Which lines in the items below contain the word "shoulder"? List each of those lines in full.

Dataset rows:
┄┄┄┄┄┄

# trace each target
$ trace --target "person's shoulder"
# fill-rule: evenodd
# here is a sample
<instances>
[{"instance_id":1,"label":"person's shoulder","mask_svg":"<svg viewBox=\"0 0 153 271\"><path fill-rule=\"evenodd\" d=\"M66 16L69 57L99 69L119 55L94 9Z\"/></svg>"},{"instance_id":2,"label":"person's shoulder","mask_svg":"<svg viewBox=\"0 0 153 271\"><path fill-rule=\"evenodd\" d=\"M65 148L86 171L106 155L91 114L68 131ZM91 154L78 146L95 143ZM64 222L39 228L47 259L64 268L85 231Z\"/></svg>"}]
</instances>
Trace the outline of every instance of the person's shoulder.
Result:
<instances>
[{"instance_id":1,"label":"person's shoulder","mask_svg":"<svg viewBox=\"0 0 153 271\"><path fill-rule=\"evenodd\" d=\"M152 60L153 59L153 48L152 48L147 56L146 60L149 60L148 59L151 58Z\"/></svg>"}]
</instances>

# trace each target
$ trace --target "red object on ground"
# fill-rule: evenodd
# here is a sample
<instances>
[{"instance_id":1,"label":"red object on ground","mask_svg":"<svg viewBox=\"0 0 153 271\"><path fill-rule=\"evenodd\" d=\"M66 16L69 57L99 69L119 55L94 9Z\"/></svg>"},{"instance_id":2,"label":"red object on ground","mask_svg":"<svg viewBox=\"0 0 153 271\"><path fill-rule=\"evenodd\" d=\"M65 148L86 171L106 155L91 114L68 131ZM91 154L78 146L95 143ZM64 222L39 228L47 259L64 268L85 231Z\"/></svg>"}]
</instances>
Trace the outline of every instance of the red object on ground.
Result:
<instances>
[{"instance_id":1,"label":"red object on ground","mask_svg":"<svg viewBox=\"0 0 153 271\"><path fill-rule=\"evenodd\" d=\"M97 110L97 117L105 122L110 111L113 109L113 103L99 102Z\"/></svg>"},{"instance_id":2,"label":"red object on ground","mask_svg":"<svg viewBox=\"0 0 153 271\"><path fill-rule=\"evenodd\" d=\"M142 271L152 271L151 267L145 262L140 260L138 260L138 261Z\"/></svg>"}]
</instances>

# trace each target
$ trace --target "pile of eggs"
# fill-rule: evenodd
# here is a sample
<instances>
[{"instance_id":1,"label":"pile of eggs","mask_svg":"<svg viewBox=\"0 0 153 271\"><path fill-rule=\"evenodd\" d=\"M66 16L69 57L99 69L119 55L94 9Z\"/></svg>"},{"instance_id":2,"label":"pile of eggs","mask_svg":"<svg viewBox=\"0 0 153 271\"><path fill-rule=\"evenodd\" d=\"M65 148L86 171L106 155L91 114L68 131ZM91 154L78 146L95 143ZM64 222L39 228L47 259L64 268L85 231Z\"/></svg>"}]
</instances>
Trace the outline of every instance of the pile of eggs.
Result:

┄┄┄┄┄┄

Correct answer:
$ trace --target "person's shoulder"
[{"instance_id":1,"label":"person's shoulder","mask_svg":"<svg viewBox=\"0 0 153 271\"><path fill-rule=\"evenodd\" d=\"M66 16L69 57L99 69L119 55L94 9Z\"/></svg>"},{"instance_id":2,"label":"person's shoulder","mask_svg":"<svg viewBox=\"0 0 153 271\"><path fill-rule=\"evenodd\" d=\"M65 148L86 171L106 155L91 114L68 131ZM91 154L78 146L95 143ZM64 222L39 228L47 259L64 268L85 231Z\"/></svg>"}]
Trace the outline of every instance of the person's shoulder.
[{"instance_id":1,"label":"person's shoulder","mask_svg":"<svg viewBox=\"0 0 153 271\"><path fill-rule=\"evenodd\" d=\"M152 60L153 59L153 48L152 48L147 56L146 60L149 60L148 59L151 58Z\"/></svg>"}]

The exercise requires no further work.